Set task
Every line from the one with "task: segment the <item>dewy grass</item>" through the final line must be written out exactly, and no other line; omit the pictures.

== Data for processing

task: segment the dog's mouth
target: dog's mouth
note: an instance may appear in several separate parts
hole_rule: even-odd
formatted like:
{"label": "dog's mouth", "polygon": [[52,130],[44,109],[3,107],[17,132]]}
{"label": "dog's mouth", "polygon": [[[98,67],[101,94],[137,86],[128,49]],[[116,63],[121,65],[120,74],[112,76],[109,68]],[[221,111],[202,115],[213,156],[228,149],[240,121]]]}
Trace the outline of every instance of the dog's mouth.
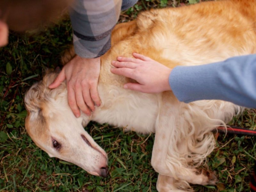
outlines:
{"label": "dog's mouth", "polygon": [[89,140],[87,139],[86,137],[83,134],[81,134],[81,137],[82,137],[83,140],[84,141],[86,144],[87,144],[89,146],[101,154],[105,157],[106,159],[108,159],[108,158],[107,157],[107,155],[105,153],[103,153],[99,149],[98,149],[96,147],[94,146],[93,145],[92,145],[89,141]]}

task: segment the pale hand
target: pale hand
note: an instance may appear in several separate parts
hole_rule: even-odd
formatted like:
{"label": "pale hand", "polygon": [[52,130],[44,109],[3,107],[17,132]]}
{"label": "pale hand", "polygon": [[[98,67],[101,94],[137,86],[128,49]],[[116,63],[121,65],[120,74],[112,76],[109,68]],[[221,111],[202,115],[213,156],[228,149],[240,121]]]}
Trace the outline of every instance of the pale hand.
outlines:
{"label": "pale hand", "polygon": [[0,20],[0,47],[6,45],[8,43],[9,34],[7,24]]}
{"label": "pale hand", "polygon": [[136,53],[135,58],[118,57],[113,61],[113,73],[135,80],[138,83],[129,83],[124,88],[144,93],[156,93],[171,90],[169,77],[172,69],[150,58]]}
{"label": "pale hand", "polygon": [[100,58],[82,58],[76,56],[62,68],[53,82],[49,86],[54,89],[67,80],[68,100],[76,117],[79,108],[88,115],[95,109],[94,103],[100,105],[97,86],[100,70]]}

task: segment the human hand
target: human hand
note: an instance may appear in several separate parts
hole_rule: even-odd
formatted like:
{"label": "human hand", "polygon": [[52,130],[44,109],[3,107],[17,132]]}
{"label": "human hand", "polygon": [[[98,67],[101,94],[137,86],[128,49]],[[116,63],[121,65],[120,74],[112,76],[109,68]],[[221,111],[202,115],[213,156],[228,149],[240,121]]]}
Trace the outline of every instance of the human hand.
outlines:
{"label": "human hand", "polygon": [[142,55],[133,53],[132,55],[135,59],[118,57],[117,61],[111,63],[117,68],[111,68],[112,73],[131,78],[138,83],[127,83],[124,88],[150,93],[171,90],[169,77],[172,69]]}
{"label": "human hand", "polygon": [[90,115],[89,108],[94,111],[94,102],[98,106],[100,105],[97,90],[100,70],[100,57],[87,59],[76,55],[63,67],[49,88],[57,87],[66,79],[68,100],[74,114],[79,117],[80,108]]}
{"label": "human hand", "polygon": [[6,45],[8,43],[9,33],[7,24],[0,20],[0,47]]}

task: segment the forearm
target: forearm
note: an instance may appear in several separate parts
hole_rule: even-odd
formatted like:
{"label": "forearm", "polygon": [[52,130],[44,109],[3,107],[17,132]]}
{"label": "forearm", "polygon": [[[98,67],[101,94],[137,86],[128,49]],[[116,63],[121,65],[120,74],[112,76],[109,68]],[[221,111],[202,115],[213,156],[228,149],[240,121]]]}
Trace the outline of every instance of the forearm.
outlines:
{"label": "forearm", "polygon": [[75,52],[81,57],[100,56],[110,47],[112,29],[118,20],[121,0],[76,0],[70,10]]}
{"label": "forearm", "polygon": [[202,100],[230,101],[256,108],[256,55],[195,66],[178,66],[169,77],[171,87],[180,101]]}

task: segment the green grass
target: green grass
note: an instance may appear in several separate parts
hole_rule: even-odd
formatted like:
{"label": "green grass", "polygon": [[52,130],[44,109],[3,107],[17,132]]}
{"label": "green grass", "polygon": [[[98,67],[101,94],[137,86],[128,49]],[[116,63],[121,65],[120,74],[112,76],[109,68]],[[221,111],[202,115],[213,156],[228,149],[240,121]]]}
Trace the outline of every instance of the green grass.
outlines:
{"label": "green grass", "polygon": [[[122,13],[120,21],[134,19],[143,10],[196,1],[140,1]],[[71,43],[71,34],[67,18],[36,35],[11,32],[8,45],[0,48],[0,191],[156,191],[157,174],[150,164],[153,135],[124,133],[93,122],[88,124],[86,130],[108,154],[110,174],[103,179],[50,158],[27,133],[24,94],[41,79],[46,68],[60,65],[61,53]],[[255,129],[255,110],[248,110],[230,124]],[[220,183],[217,186],[195,186],[194,188],[198,191],[249,191],[255,145],[254,137],[224,138],[221,134],[208,162]]]}

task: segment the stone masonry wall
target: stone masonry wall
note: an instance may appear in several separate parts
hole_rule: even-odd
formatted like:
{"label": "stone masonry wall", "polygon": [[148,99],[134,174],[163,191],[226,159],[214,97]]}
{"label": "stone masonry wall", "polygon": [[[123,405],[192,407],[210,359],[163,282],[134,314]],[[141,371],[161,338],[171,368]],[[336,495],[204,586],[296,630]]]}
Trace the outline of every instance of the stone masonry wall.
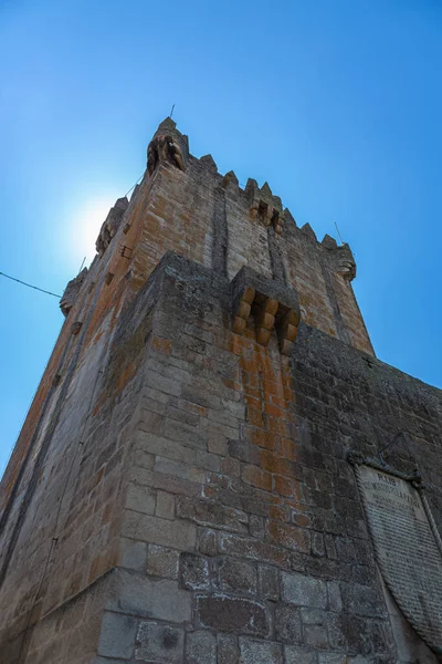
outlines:
{"label": "stone masonry wall", "polygon": [[[438,393],[373,360],[348,247],[161,126],[0,486],[0,661],[433,662],[377,581],[345,454],[407,429],[441,526]],[[291,357],[257,343],[257,304],[232,331],[244,264],[270,301],[298,291]]]}
{"label": "stone masonry wall", "polygon": [[252,319],[232,334],[227,304],[225,282],[169,263],[97,662],[435,662],[399,620],[394,640],[346,453],[400,422],[433,458],[440,395],[306,326],[283,357]]}

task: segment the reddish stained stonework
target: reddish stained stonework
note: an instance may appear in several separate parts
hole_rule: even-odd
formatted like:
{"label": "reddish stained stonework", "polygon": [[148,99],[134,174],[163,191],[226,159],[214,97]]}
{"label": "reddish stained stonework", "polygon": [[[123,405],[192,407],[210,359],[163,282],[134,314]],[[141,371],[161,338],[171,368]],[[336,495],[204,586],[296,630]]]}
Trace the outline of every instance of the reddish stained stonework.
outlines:
{"label": "reddish stained stonework", "polygon": [[346,453],[401,422],[436,486],[440,394],[373,357],[347,245],[170,118],[148,158],[65,291],[0,487],[0,661],[435,662]]}

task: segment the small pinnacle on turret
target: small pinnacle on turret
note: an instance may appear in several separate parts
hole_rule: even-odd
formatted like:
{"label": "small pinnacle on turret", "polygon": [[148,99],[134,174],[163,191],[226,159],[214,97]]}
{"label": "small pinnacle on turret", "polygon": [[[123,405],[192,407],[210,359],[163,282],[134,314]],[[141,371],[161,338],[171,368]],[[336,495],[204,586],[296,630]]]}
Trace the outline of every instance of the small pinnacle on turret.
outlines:
{"label": "small pinnacle on turret", "polygon": [[309,224],[304,224],[304,226],[301,228],[301,230],[309,240],[317,242],[316,234]]}

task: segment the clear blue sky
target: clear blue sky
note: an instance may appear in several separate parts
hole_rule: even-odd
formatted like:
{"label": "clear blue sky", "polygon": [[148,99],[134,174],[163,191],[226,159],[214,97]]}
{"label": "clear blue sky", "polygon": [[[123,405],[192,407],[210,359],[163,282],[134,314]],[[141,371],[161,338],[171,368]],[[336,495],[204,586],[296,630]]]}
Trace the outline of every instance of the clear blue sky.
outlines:
{"label": "clear blue sky", "polygon": [[[337,220],[378,356],[442,386],[441,7],[0,1],[0,271],[62,293],[175,103],[192,154]],[[0,299],[1,474],[63,319]]]}

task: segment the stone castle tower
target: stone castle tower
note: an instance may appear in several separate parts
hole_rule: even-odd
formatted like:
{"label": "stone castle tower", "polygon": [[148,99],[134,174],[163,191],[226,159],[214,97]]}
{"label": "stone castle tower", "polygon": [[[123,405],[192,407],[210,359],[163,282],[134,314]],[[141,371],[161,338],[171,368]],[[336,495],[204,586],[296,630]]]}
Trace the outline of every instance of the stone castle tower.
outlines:
{"label": "stone castle tower", "polygon": [[0,487],[0,662],[436,662],[358,468],[423,478],[438,543],[441,394],[376,360],[348,246],[167,118],[96,248]]}

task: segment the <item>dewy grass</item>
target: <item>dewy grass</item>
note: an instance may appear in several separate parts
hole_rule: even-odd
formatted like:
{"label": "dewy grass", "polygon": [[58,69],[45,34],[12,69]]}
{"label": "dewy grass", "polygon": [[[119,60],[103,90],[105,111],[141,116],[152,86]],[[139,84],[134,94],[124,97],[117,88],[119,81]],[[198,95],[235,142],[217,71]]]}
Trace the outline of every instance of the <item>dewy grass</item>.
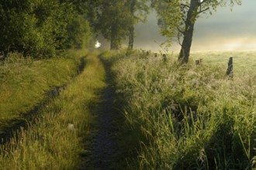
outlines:
{"label": "dewy grass", "polygon": [[35,123],[1,146],[0,169],[78,169],[82,139],[92,121],[89,107],[105,86],[105,70],[95,55],[84,71],[40,110]]}
{"label": "dewy grass", "polygon": [[117,55],[112,70],[126,120],[120,145],[128,168],[255,168],[254,75],[230,79],[222,65]]}
{"label": "dewy grass", "polygon": [[72,51],[65,56],[40,60],[10,55],[0,63],[0,122],[31,110],[50,88],[67,83],[76,74],[81,57]]}

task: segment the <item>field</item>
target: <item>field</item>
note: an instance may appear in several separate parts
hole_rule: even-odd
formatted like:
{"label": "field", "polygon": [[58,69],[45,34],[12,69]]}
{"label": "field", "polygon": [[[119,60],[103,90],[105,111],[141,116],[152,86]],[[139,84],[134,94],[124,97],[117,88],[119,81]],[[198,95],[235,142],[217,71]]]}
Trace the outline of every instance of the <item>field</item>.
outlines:
{"label": "field", "polygon": [[250,72],[256,73],[256,51],[237,52],[195,52],[191,54],[193,60],[203,59],[206,63],[227,66],[230,57],[234,59],[234,69],[236,73]]}
{"label": "field", "polygon": [[[254,53],[194,53],[199,66],[141,53],[110,59],[128,169],[254,168]],[[230,55],[233,79],[225,75]]]}
{"label": "field", "polygon": [[[140,51],[70,51],[38,60],[13,55],[0,65],[0,131],[41,107],[26,128],[0,145],[0,169],[256,168],[256,52],[195,53],[187,65],[175,55],[165,60]],[[226,76],[230,56],[232,78]],[[59,95],[47,95],[64,84]],[[106,117],[109,107],[99,104],[109,86],[116,94],[104,100],[112,100],[118,115]],[[90,136],[97,133],[100,147]],[[109,143],[117,146],[103,148]],[[97,147],[102,153],[90,152]],[[109,157],[116,160],[99,165]]]}
{"label": "field", "polygon": [[0,146],[0,169],[79,168],[81,155],[86,154],[83,140],[93,121],[90,108],[105,86],[105,70],[96,55],[89,54],[85,63],[82,73],[59,97],[49,99],[26,130]]}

====

Result of this exercise
task: segment the <item>dewy grass</item>
target: <item>dewy grass</item>
note: an instance may appear in several separate parts
hole_rule: even-odd
formatted like:
{"label": "dewy grass", "polygon": [[58,69],[45,34],[12,69]]}
{"label": "dewy grass", "polygon": [[[119,60],[103,90],[105,111],[141,116],[152,86]],[[139,84],[134,94],[124,97],[117,88],[119,81]],[[198,95],[235,142],[217,71]]]}
Trace the outline of every instance of the <item>dewy grass</item>.
outlines:
{"label": "dewy grass", "polygon": [[35,123],[1,146],[0,169],[78,169],[82,139],[92,121],[89,107],[105,86],[105,70],[95,55],[84,71],[40,110]]}
{"label": "dewy grass", "polygon": [[117,55],[112,70],[126,120],[120,145],[128,168],[255,168],[254,75],[230,79],[222,65]]}
{"label": "dewy grass", "polygon": [[72,51],[65,56],[40,60],[10,55],[0,63],[0,122],[31,110],[50,88],[67,83],[76,74],[81,57]]}

task: segment the <item>field</item>
target: <item>field</item>
note: an instance may appear in several separate parts
hole_rule: even-odd
formatted like:
{"label": "field", "polygon": [[58,69],[45,34],[12,69]]}
{"label": "field", "polygon": [[[119,60],[103,90],[105,111],[141,116],[152,86]],[[139,84],[134,94],[124,97],[117,88],[119,81]],[[198,95],[235,142],[217,71]]]}
Trace the outline of every instance of the <item>field</item>.
outlines:
{"label": "field", "polygon": [[250,72],[256,73],[256,51],[237,52],[195,52],[191,54],[193,60],[203,59],[206,63],[227,66],[230,57],[234,59],[234,69],[236,73]]}
{"label": "field", "polygon": [[[254,53],[194,53],[199,66],[141,53],[110,59],[128,169],[254,168]],[[230,55],[233,79],[225,75]]]}
{"label": "field", "polygon": [[[140,51],[70,51],[38,60],[13,55],[0,65],[0,131],[41,107],[26,128],[0,145],[0,169],[256,168],[256,52],[195,53],[187,65],[175,55],[165,60]],[[226,76],[230,56],[232,78]],[[59,95],[47,95],[64,84]],[[106,117],[109,107],[99,104],[109,86],[116,94],[104,100],[112,100],[118,115]],[[90,136],[97,133],[100,147]],[[109,143],[117,146],[103,148]],[[97,147],[102,153],[90,152]],[[109,157],[116,160],[99,165]]]}
{"label": "field", "polygon": [[0,146],[0,169],[79,168],[81,155],[86,154],[83,140],[93,121],[90,108],[105,86],[105,70],[96,55],[89,54],[85,63],[82,73],[59,97],[49,99],[26,130]]}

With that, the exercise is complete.